WHAT YOU ARE ASKED TO DO - Transcribe each line below verbatim; pictures excluded.

SOURCE DATA -
Content starts

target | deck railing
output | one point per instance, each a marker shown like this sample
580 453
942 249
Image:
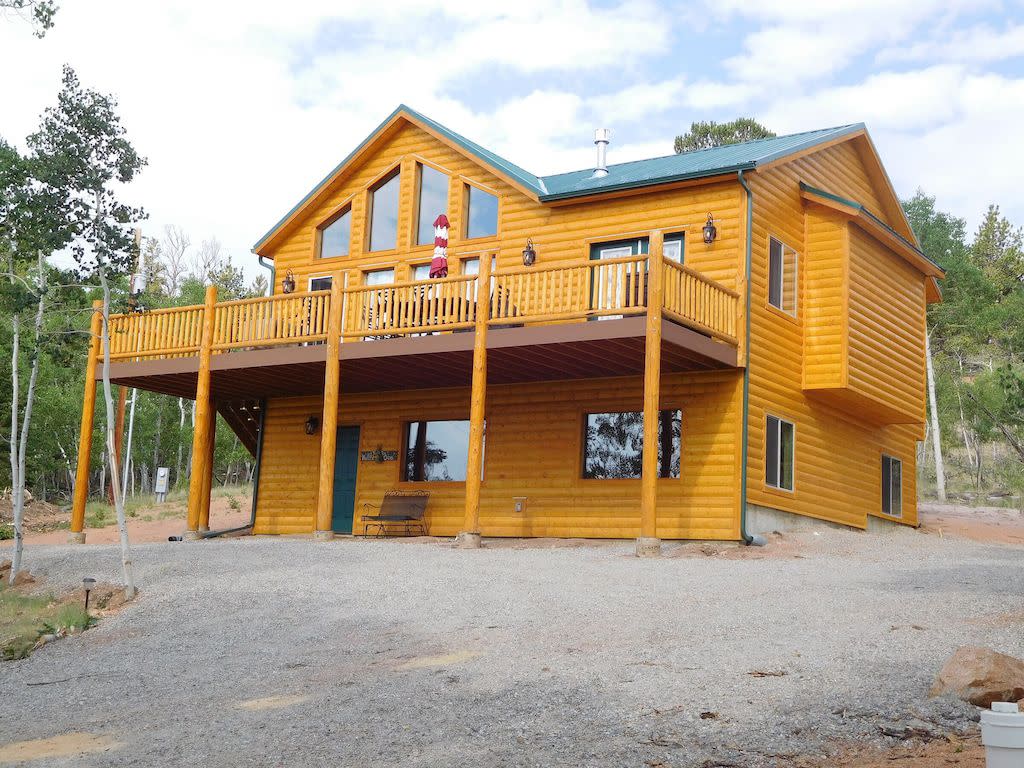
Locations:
585 290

Content ends

WRITTEN REPLY -
target | deck railing
output | one point per instance, each a marker shown like this sample
580 453
942 249
Image:
Locations:
585 290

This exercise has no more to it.